- [EXTRACT TO READ]
================

The accuracy issue is briefly that - roughly speaking - Mathematica gives a different numerical result for the integral with NIntegrate than for the sum with NSum. I believe that the value obtained with NIntegrate is better because the integrand is alsmost trivial (see the graph). We had a similar topic recently here.

In the meantime, Yuriy S in a comment has given this numerical value for the integral $(2)$ with Mathematica's NIntegrate, and WorkingPrecision -> 30

$$i_{Yuriy} = 0.591560779349817340213846903345$$

I can confirm this result.

I have calculated the sum with NSum and different values of WorkingPrecision. The results are wobbling appreciably about the limiting value as can be seen in the picture

enter image description here

And I can ony give this very modest result (the average)

$$s_{WH,NSum} = 0.59123$$

Alternatively, the plain Sum of the first million terms is

$$s_{WH,Sum} = 0.5910$$

The accuracy is but $\frac{1}{\sqrt{k_{max}}} \simeq 10^{-3}$

River Li in his solution $[2]$ has transformed the limiting form of the sum $(5)$ into the better converging double sum

$$s_{RL} = \log(2) + \sum_{n=1}^\infty (-1)^n n \sum_{i=1}^{n} \frac{1}{(n^2 + 2i-1)(n^2+2i)}$$

The n-summand has a closed form in terms of polygamma functions and goes asymptotically like $\frac{1}{n^2}$. Hence the convergence is similar to that of Dirichlet $\eta(2)$.

Mathematica finds 5 valid digits for $s_{RL}$ with 1000 n-summands in a few seconds, but refuses to sum 2000 terms is acceptable time.

However, River Li found twenty digits using Maple, a result he later confirmed using the "Convergence Acceleration methods for Alternating Sums" as described here $[3]$ with only 28 terms. This method claims that you can get high precision results from just a few tens of terms. Usage of the method is nicely described in the update of River Li's solution.

================

- [TASK STATEMENT] Continue the passage about computing the sum and the integral numerically, starting right after its last sentence. The data that comes next isn't needed.

================

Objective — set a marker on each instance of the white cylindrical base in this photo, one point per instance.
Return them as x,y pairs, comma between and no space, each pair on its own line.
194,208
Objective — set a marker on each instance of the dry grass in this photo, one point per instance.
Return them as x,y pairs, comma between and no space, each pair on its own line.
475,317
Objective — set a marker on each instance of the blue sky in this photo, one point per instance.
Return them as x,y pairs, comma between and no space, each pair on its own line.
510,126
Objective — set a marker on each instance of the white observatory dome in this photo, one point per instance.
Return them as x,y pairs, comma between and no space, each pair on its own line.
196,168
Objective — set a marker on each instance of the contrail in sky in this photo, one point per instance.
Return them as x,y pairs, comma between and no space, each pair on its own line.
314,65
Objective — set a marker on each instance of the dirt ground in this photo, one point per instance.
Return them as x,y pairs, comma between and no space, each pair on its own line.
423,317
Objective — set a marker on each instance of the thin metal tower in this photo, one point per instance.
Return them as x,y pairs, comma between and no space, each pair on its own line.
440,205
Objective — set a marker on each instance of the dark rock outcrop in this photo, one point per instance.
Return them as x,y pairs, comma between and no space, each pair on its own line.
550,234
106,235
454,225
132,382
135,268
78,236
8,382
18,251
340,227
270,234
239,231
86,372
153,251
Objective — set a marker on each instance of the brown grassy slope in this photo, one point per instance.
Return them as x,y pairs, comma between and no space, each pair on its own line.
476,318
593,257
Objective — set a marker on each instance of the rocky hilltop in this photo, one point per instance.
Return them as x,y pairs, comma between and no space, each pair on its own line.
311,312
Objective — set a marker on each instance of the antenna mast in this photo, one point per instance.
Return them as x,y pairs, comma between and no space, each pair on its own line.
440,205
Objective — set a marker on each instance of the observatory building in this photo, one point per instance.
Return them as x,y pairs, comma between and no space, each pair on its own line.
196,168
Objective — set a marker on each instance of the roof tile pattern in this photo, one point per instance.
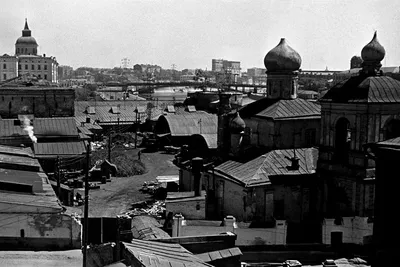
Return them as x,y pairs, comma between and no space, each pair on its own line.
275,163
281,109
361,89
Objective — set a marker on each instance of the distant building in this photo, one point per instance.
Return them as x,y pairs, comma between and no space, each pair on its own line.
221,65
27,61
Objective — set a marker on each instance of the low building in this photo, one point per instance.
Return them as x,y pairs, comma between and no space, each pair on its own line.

================

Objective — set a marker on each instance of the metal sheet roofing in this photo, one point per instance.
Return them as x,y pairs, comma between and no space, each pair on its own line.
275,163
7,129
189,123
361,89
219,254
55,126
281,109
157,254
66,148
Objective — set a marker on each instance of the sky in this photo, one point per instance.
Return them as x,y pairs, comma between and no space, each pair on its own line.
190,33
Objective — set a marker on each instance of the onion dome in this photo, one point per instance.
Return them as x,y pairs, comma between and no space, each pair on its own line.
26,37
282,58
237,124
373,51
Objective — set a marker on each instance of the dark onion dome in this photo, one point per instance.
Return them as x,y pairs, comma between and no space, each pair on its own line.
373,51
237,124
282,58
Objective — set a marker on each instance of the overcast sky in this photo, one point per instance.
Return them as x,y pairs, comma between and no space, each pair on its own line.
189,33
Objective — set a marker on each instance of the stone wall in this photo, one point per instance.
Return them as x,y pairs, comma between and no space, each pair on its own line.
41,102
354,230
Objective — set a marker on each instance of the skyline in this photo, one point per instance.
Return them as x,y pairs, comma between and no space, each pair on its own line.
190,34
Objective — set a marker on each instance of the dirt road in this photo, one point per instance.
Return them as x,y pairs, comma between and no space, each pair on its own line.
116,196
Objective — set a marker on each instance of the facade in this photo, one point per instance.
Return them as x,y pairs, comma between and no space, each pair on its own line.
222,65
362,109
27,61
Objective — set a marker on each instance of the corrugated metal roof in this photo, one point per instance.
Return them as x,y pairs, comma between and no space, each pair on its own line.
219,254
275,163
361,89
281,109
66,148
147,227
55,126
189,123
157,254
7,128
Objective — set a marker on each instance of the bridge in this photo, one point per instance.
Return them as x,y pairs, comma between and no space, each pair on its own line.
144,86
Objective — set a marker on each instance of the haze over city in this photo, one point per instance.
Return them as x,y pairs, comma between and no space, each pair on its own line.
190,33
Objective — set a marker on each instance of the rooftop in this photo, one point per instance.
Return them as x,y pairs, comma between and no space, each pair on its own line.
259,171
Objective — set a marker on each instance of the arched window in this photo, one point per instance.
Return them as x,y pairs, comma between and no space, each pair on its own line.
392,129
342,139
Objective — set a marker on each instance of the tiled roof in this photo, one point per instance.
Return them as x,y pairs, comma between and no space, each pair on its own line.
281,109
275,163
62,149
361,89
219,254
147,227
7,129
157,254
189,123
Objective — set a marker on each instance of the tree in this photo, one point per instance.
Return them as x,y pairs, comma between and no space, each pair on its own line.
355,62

================

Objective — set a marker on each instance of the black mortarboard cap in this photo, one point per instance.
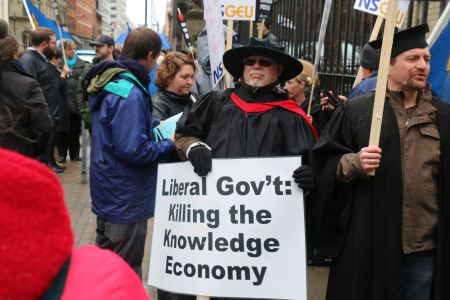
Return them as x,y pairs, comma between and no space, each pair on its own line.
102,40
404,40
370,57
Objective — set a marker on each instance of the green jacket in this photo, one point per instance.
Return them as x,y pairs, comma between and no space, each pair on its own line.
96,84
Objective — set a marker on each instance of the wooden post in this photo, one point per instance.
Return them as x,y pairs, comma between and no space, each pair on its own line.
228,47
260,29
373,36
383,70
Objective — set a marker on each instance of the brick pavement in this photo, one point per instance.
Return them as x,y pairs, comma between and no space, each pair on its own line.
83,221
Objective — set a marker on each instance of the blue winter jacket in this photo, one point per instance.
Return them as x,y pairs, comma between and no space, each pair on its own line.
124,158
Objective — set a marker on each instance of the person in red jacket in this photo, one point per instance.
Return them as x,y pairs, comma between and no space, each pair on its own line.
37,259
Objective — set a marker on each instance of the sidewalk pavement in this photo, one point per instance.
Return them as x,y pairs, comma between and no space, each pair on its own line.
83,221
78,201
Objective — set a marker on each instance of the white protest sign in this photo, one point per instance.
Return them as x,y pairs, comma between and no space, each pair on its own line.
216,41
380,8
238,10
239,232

================

- [RESPONSE TO THIS TASK]
Hence I conclude that using summation to find the value of the sum with high accuracy as requested in problem b) needs sophisticated summation methods which provide convergence acceleration, accompanied by a good SC-tool.

Here we are lucky to have the integral representation of the sum for which Mathematica delivers as many digits as requested.

4) Generalization

If we consider the similar problem with the p-th root instead of the square root we have

$$s(p) = \sum _{k=1}^{\infty } \frac{(-1)^{k+1} \left\lfloor k^{1/p}\right\rfloor }{k} = \int_{0}^{1} f(p,x)\,dx$$

where now the integrand is given by

$$f(p,x)=\frac{\sum _{m=1}^{\infty } (-1)^{m-1} x^{m^p}}{x (x+1)}$$

I know no name for this special function which replaces the Jacobi theta function.

The problem with a rational exponent $\frac{p}{q}$ with $1 \lt p\lt q$ seems to be much more difficult to tackle.

5) Using Fourier expansion

We can get rid of the floor function using the Fourier series

$$\left\lfloor x\right\rfloor = x -\frac{1}{2} + \frac{1}{\pi}\sum_{k=1}^{\infty} \frac{\sin(2 \pi k x)}{k}\tag{5.1}$$

@Jam has pursued this approach in https://math.stackexchange.com/a/3452471/198592, and ended with this sum to be evaluated

$$d=-\frac{1}{\pi}{\sum_{n\geq 1}\sum_{k\geq 1}\frac{\left(-1\right)^{n}\sin\left(2\pi k\sqrt{n}\right)}{nk}}\tag{5.2}$$

We can do the $k$-sum

$$\sum_{k\geq 1} \frac{\sin\left(2\pi k\sqrt{n}\right)}{k}= \frac{i}{2}\left(\log \left(1-e^{2 i \pi \sqrt{n}}\right)-\log \left(1-e^{-2 i \pi \sqrt{n}}\right)\right) \\ = \frac{1}{2} i \log \left(\frac{1-e^{2 i \pi \sqrt{n}}}{1-e^{-2 i \pi \sqrt{n}}}\right)\\ =\frac{1}{2} i \log \left(-e^{2 i \pi \sqrt{n}}\right)\tag{5.3}$$

For a square integer $n$ this expression diverges.

Hence we have to take the limit when $n$ goes to a square integer.

Since we have two ways to approach the integer we take the arithmetic mean.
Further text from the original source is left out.